Go through the data that follows and restate each line exactly as it reads.

#### Dataset entries:

────────────────────────────────────────

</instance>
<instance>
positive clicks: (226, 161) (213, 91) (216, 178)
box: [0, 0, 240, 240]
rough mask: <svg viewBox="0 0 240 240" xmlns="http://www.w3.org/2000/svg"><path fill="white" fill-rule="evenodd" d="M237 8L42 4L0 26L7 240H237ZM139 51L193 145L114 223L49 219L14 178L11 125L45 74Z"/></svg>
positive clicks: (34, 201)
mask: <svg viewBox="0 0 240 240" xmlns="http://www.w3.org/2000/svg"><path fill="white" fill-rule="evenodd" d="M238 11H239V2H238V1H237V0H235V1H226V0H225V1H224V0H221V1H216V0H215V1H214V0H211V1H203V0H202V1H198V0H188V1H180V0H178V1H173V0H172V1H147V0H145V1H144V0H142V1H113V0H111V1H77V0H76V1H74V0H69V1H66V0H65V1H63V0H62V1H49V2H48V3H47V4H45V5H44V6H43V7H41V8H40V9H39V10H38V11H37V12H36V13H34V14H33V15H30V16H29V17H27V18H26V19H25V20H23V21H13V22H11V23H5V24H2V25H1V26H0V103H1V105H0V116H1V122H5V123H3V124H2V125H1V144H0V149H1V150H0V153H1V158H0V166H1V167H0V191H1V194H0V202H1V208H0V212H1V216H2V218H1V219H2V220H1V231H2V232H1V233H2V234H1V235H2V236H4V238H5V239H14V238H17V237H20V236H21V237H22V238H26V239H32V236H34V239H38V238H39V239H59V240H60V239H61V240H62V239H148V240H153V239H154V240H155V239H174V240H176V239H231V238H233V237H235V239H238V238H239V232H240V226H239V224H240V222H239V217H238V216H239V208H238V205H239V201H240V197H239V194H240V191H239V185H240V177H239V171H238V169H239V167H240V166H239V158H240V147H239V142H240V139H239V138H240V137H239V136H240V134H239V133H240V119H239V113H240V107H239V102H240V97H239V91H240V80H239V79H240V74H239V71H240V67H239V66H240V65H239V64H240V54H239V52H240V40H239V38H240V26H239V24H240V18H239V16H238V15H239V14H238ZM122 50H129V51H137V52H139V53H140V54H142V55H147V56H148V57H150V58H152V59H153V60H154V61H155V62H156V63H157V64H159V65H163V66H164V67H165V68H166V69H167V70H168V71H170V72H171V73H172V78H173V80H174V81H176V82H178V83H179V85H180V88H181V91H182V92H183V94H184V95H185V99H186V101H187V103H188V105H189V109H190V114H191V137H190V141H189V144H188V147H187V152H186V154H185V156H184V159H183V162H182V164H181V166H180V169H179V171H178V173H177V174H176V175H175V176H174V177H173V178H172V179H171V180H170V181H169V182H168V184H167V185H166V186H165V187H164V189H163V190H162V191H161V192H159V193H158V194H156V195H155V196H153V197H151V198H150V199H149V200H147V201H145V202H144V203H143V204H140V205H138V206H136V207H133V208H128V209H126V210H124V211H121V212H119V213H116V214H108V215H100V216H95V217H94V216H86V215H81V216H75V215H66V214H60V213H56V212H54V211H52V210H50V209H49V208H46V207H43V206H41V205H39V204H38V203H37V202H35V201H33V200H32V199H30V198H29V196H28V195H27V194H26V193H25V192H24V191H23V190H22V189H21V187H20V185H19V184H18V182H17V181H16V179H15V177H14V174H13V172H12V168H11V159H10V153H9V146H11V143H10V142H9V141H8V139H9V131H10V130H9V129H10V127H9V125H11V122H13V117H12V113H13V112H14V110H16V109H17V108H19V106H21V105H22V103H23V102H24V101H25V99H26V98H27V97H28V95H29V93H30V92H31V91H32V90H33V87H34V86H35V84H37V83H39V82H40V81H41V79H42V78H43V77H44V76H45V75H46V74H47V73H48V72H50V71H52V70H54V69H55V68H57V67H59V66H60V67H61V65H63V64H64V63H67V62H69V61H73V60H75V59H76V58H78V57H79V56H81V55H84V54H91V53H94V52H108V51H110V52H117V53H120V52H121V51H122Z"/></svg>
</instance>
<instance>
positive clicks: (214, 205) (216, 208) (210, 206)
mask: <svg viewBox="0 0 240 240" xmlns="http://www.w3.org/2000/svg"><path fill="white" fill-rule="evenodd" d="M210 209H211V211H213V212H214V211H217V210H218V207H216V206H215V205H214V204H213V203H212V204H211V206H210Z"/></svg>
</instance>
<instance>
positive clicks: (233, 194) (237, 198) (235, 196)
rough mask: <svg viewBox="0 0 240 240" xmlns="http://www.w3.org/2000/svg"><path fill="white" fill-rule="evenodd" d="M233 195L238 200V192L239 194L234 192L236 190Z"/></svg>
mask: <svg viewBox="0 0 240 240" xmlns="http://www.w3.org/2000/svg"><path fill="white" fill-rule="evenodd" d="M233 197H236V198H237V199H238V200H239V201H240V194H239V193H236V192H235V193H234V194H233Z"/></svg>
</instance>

────────────────────────────────────────

#### WRITTEN RESPONSE:
</instance>
<instance>
positive clicks: (226, 161) (213, 91) (216, 178)
box: [0, 0, 240, 240]
rough mask: <svg viewBox="0 0 240 240" xmlns="http://www.w3.org/2000/svg"><path fill="white" fill-rule="evenodd" d="M237 8L42 4L0 26L7 240H237ZM139 51L193 145L114 223L49 219L14 178L11 125L45 74Z"/></svg>
positive clicks: (34, 201)
mask: <svg viewBox="0 0 240 240" xmlns="http://www.w3.org/2000/svg"><path fill="white" fill-rule="evenodd" d="M238 11H239V2H238V1H237V0H235V1H226V0H225V1H224V0H221V1H216V0H215V1H214V0H211V1H203V0H202V1H198V0H188V1H180V0H178V1H173V0H172V1H147V0H145V1H144V0H142V1H113V0H111V1H77V0H76V1H74V0H69V1H66V0H65V1H63V0H62V1H49V2H48V3H47V4H45V5H44V6H43V7H41V8H40V9H39V10H38V11H37V12H36V13H34V14H33V15H30V16H29V17H27V18H26V19H25V20H23V21H13V22H11V23H5V24H2V25H1V26H0V103H1V105H0V116H1V122H5V123H3V124H2V125H1V144H0V149H1V150H0V153H1V158H0V166H1V167H0V191H1V194H0V202H1V208H0V212H1V216H2V218H1V219H2V220H1V231H2V232H1V233H2V234H1V235H2V236H4V238H5V239H14V238H17V237H20V236H21V237H22V238H26V239H32V236H34V239H38V238H39V239H59V240H60V239H61V240H62V239H148V240H153V239H154V240H155V239H174V240H176V239H231V238H233V237H235V239H238V238H239V232H240V226H239V224H240V222H239V217H238V216H239V208H238V205H239V201H240V197H239V194H240V191H239V185H240V177H239V171H238V169H239V167H240V166H239V158H240V147H239V142H240V139H239V138H240V137H239V136H240V134H239V133H240V119H239V113H240V107H239V102H240V97H239V91H240V80H239V79H240V74H239V71H240V67H239V66H240V65H239V64H240V54H239V52H240V40H239V38H240V26H239V24H240V18H239V16H238V15H239V14H238ZM122 50H129V51H137V52H139V53H140V54H142V55H147V56H148V57H150V58H152V59H153V60H154V61H155V62H156V63H157V64H159V65H163V66H164V67H165V68H166V69H167V70H168V71H170V72H171V73H172V78H173V80H174V81H176V82H178V83H179V85H180V88H181V91H182V92H183V94H184V95H185V99H186V101H187V103H188V105H189V109H190V114H191V137H190V141H189V144H188V147H187V152H186V154H185V156H184V159H183V162H182V164H181V166H180V169H179V171H178V173H177V174H176V175H175V176H174V177H173V178H172V179H171V180H170V181H169V182H168V184H167V185H166V186H165V187H164V189H163V190H162V191H161V192H159V193H158V194H156V195H155V196H153V197H151V198H150V199H149V200H147V201H145V202H144V203H143V204H140V205H138V206H136V207H133V208H128V209H126V210H124V211H121V212H119V213H116V214H108V215H100V216H95V217H94V216H86V215H81V216H75V215H66V214H60V213H56V212H54V211H52V210H50V209H49V208H46V207H43V206H41V205H39V204H38V203H37V202H35V201H33V200H32V199H30V198H29V196H28V195H27V194H26V193H25V192H24V191H23V190H22V189H21V187H20V185H19V184H18V182H17V181H16V179H15V177H14V174H13V172H12V168H11V159H10V153H9V146H11V143H10V142H9V141H8V139H9V131H10V130H9V129H10V127H9V125H11V122H13V117H12V113H13V112H14V110H16V109H17V108H19V106H21V105H22V103H23V102H24V101H25V99H26V98H27V97H28V95H29V93H30V92H31V91H32V90H33V87H34V86H35V84H37V83H39V82H40V81H41V79H42V78H43V77H44V76H45V75H46V74H47V73H48V72H50V71H52V70H54V69H55V68H57V67H59V66H60V67H61V65H63V64H64V63H67V62H69V61H73V60H75V59H76V58H78V57H79V56H81V55H84V54H91V53H94V52H108V51H110V52H117V53H120V52H121V51H122Z"/></svg>
</instance>
<instance>
positive clicks: (214, 205) (216, 208) (210, 206)
mask: <svg viewBox="0 0 240 240" xmlns="http://www.w3.org/2000/svg"><path fill="white" fill-rule="evenodd" d="M210 209H211V211H213V212H214V211H217V210H218V207H216V206H215V205H214V204H213V203H212V204H211V206H210Z"/></svg>
</instance>
<instance>
positive clicks: (233, 194) (237, 198) (235, 196)
rough mask: <svg viewBox="0 0 240 240" xmlns="http://www.w3.org/2000/svg"><path fill="white" fill-rule="evenodd" d="M233 195L238 200V192L239 194L234 192L236 190Z"/></svg>
mask: <svg viewBox="0 0 240 240" xmlns="http://www.w3.org/2000/svg"><path fill="white" fill-rule="evenodd" d="M233 197H236V198H237V199H238V200H239V201H240V194H239V193H236V192H235V193H234V194H233Z"/></svg>
</instance>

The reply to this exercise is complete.